• Tasks to perform:
1. In the forum thread, give the text between "I have not been" and "(Apr 19, 2013)", inclusive, replacing "homeowner" with "resident".
2. In the forum thread, how much of rawhide2971's 401K contribution does the company match?

Can you post a link to that news story?


----------



## hiwall (Jun 15, 2012)

LincTex said:


> "Why are people prepping?"
> 
> Because in the town of West, once everyone was evacuated after the explosion, the DHS rolled in and went through EVERY house and stole all the guns. NO $httt!! Even tried to remove an ENTIRE safe!
> 
> The owners of the homes are being let back in and are like WTF??? DHS tells them: "unless it is registered and you can prove it is REALLY yours, you are not getting it back".


I know you are a good guy but that story can not possibly be true.


----------



## LincTex (Apr 1, 2011)

hiwall said:


> I know you are a good guy but that story can not possibly be true.


I have not been to the actual house, but this is info I got from a homeowner in West who went back to his house to survey the damage, only to find all his guns are missing. So he asked around and was directed to a DHS administrator of some capacity (I will have to ask for more info). He was told that unless it was registered or you have the serial number on record (as proof of ownership), you will not have your firearms returned to you. I can't post his name here without his permission. I really do not think he was making this up.


----------



## rawhide2971 (Apr 19, 2013)

Ok been thinking al lot and this thread kind of fits in with what I have been thinking and I am not intentionaly Hijacking it and I think my comment fits in with the overall theme or question so here it is, feel free to flame or reject as you see fit:
Over the last few years and as I approach retirement age I have been adding more and more to my 401K account. I am fortunate enough to work for a company that matchs 100% for the first 6% but I am adding much more than that and as a 60 year old I am able to add ....well lets just say I am pretty much adding all I can afford right now......but the point is or the concer really is that with the recent events in Cypress and the current poletical situation its is pretty apparent that any funds that are not physically in my possession or hidden and known only to me and my family are really not mine. The Goberment can sieze any monies at any time they wish and what the heck could any of us do about it. If some poliectiican decideded that any of us had more than our "fair share" they could take it and there is nothing we could do.......so I am really tempted to start cutting back on my contribution back to the company matching amount and then put the amount I have been putting into the kitty in the matteress....or some other place.....of course then I loose the pre tax savings.....but then I at least have the money in hand, and I know the value is dropping like a politicians knees when they are being offered a bribe but having it in hand in silver or in goods sure is tempting.....honestly I never thought I would be having to think about things like this at this time of life.... thoughts? Comments? Laughs?  Think I am ready for the funny farm?


----------



## hiwall (Jun 15, 2012)

> so I am really tempted to start cutting back on my contribution back to the company matching amount and then put the amount I have been putting into the kitty in the matteress


That sounds like a very good plan. Or put it into tangible goods(guns, ammo, gold, silver, food).

Linc- I am very much a doubting Thomas on this.


----------



## LincTex (Apr 1, 2011)

rawhide2971 said:


> I never thought I would be having to think about things like this at this time of life....


Many feel the same way. I have read part of Peter Schiff's book and it makes a lot of sense. I can't see why we won't experience a crash sometime soon.

• Data shown:
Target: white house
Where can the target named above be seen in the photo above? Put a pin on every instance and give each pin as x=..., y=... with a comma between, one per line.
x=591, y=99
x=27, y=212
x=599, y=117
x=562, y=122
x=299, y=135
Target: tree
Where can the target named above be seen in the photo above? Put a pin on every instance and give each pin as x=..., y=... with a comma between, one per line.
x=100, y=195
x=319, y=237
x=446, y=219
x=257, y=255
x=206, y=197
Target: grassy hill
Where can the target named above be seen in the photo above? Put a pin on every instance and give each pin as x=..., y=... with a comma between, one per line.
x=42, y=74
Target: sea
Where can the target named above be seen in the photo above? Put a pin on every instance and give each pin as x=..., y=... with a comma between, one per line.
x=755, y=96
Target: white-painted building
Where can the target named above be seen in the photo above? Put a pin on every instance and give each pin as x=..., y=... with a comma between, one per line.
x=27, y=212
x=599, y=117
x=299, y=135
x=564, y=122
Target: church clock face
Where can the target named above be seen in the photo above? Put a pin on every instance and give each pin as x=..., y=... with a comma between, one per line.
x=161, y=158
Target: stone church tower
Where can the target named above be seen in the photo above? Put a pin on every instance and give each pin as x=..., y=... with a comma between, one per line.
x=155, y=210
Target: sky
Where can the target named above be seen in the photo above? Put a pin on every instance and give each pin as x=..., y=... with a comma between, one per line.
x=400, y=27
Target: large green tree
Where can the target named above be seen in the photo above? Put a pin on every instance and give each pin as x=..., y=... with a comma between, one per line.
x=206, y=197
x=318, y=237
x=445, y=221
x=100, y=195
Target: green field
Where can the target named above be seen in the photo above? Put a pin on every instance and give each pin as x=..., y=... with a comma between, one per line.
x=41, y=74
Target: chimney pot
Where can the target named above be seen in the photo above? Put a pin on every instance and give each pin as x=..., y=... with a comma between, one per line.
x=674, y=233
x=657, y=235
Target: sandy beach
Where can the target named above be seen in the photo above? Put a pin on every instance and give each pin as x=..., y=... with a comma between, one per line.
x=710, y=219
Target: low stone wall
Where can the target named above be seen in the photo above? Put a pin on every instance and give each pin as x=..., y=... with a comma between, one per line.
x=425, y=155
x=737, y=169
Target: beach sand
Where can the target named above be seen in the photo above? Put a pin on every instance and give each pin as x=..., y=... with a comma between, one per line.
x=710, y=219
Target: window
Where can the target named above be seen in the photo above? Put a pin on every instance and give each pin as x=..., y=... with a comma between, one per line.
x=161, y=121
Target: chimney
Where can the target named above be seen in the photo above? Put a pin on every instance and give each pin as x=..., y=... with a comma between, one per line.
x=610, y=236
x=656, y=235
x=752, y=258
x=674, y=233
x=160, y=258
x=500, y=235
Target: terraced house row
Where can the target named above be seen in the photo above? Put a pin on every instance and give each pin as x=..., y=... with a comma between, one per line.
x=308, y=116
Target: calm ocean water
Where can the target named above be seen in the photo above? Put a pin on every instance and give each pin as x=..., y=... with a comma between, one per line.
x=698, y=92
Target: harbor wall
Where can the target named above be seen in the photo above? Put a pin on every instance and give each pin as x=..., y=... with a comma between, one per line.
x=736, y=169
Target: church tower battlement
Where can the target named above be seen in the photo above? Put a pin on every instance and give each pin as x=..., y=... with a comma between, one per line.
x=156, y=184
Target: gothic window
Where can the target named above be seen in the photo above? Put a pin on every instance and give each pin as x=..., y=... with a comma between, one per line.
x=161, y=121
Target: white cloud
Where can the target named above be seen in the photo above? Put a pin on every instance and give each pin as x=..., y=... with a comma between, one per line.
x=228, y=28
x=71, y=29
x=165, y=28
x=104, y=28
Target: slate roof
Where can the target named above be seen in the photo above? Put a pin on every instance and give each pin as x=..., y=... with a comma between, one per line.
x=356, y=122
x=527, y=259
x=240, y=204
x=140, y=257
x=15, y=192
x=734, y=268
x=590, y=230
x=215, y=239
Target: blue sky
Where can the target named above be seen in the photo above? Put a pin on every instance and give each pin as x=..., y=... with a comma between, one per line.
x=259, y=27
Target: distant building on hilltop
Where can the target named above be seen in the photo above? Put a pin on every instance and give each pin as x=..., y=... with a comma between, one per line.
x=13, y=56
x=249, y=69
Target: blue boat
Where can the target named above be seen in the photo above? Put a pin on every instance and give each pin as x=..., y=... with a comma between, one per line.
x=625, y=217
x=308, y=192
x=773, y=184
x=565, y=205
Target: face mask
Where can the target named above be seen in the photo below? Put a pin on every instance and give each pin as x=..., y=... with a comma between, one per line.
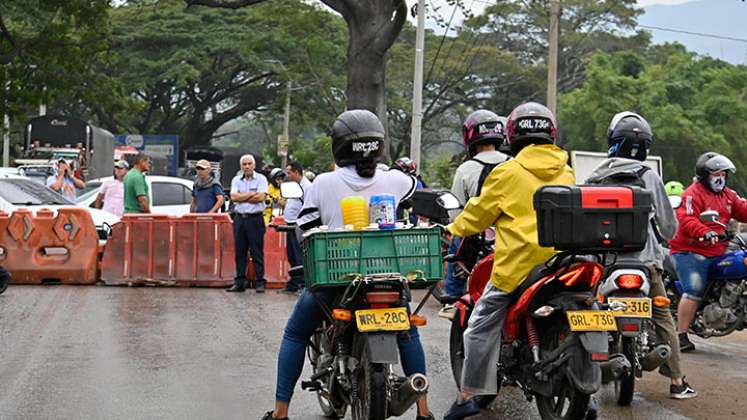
x=717, y=183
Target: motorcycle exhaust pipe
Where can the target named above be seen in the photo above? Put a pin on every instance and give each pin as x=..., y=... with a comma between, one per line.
x=615, y=368
x=656, y=357
x=407, y=393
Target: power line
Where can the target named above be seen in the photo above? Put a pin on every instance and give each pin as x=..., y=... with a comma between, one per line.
x=679, y=31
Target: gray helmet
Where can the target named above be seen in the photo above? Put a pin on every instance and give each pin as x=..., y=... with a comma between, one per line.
x=357, y=136
x=710, y=162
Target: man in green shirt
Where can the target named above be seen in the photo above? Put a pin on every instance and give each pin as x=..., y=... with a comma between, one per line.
x=135, y=187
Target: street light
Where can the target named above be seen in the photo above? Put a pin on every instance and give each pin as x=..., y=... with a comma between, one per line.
x=284, y=140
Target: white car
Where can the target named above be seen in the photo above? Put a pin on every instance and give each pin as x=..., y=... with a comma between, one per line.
x=18, y=192
x=168, y=195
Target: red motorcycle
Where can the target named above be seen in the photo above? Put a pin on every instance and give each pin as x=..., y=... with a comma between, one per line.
x=555, y=336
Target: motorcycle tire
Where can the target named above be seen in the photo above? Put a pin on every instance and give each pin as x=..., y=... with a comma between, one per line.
x=456, y=356
x=625, y=386
x=555, y=407
x=371, y=379
x=330, y=409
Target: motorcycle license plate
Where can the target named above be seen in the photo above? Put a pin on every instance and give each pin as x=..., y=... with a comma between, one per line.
x=591, y=321
x=389, y=319
x=637, y=307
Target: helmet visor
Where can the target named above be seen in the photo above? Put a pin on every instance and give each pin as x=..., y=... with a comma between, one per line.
x=719, y=163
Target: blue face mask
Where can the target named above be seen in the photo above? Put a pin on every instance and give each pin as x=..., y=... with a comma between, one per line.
x=717, y=183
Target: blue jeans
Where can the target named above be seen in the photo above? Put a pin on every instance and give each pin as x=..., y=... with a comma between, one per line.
x=454, y=286
x=692, y=272
x=307, y=316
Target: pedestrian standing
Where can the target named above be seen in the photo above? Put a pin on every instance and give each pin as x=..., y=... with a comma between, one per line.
x=111, y=194
x=248, y=191
x=292, y=209
x=136, y=191
x=64, y=181
x=207, y=193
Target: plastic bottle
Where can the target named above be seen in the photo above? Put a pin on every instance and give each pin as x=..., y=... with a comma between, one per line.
x=382, y=209
x=354, y=212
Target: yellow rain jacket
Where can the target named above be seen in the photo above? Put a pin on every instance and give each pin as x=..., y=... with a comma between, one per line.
x=507, y=202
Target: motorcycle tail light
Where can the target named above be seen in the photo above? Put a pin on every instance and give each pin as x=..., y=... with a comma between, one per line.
x=382, y=297
x=600, y=357
x=629, y=281
x=418, y=320
x=661, y=301
x=630, y=327
x=342, y=314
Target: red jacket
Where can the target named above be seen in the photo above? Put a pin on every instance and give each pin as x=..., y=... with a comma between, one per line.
x=696, y=199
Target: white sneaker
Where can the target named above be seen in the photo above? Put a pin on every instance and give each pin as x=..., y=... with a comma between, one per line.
x=447, y=312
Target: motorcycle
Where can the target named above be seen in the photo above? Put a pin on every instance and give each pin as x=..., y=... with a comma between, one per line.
x=353, y=352
x=554, y=338
x=724, y=304
x=635, y=338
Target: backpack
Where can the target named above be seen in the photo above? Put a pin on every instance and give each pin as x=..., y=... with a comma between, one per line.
x=487, y=168
x=630, y=178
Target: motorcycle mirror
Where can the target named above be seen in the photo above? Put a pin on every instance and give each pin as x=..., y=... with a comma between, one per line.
x=448, y=201
x=291, y=189
x=709, y=216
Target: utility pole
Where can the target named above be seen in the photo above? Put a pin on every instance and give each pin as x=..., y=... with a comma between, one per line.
x=552, y=59
x=286, y=124
x=417, y=87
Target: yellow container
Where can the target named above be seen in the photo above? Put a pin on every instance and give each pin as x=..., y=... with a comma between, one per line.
x=354, y=211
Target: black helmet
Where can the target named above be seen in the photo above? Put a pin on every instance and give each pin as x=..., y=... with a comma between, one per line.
x=530, y=123
x=710, y=162
x=357, y=136
x=629, y=135
x=482, y=127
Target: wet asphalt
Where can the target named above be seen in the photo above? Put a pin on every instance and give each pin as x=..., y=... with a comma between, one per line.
x=166, y=353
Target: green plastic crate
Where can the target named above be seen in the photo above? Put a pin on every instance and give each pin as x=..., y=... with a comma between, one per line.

• Answers to the exercises:
1.
I have not been to the actual house, but this is info I got from a resident in West who went back to his house to survey the damage, only to find all his guns are missing. So he asked around and was directed to a DHS administrator of some capacity (I will have to ask for more info). He was told that unless it was registered or you have the serial number on record (as proof of ownership), you will not have your firearms returned to you. I can't post his name here without his permission. I really do not think he was making this up.


----------



## rawhide2971 (Apr 19, 2013)

2. The company matches 100% of the first 6%.